Rewrite the data below with every "white plate" changed to "white dish" and nothing else altered. Leave the pictures out of your answer.

━━━━━━

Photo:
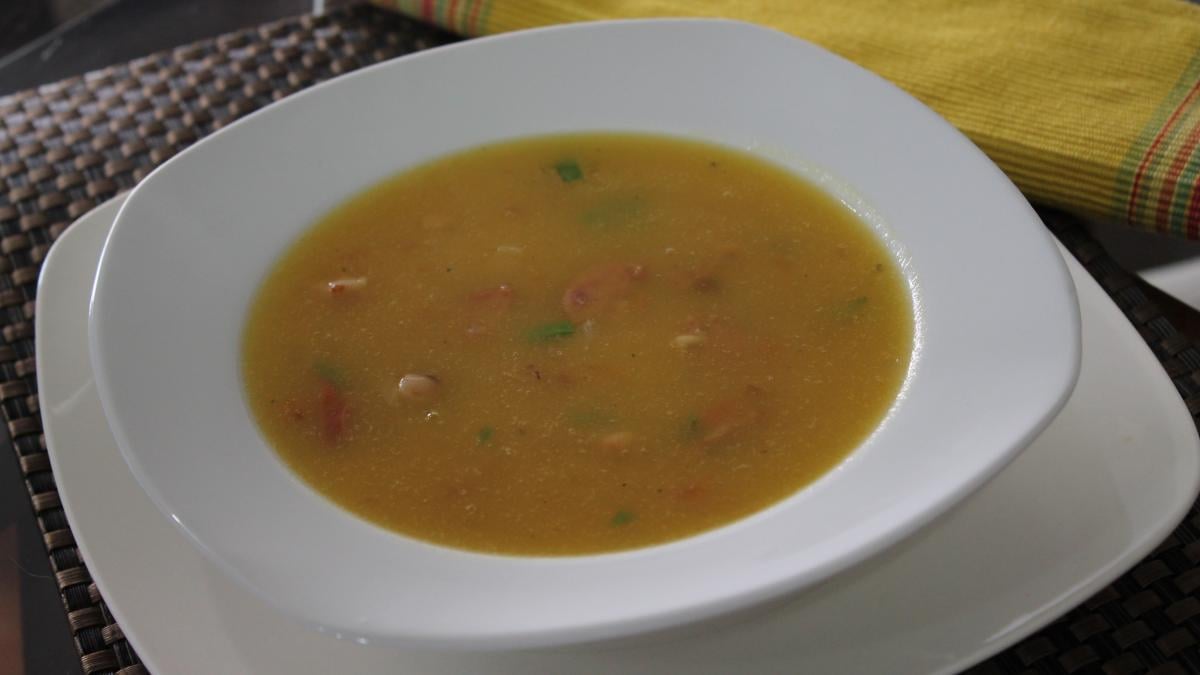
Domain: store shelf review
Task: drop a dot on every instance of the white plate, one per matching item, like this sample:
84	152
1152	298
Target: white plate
1102	485
193	240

━━━━━━

- **In response**:
Photo:
Domain: store shelf review
Task: drop a dot on every instance of the white dish, one per matching item, like this sample:
84	152
1152	298
Target: white dish
1102	485
193	240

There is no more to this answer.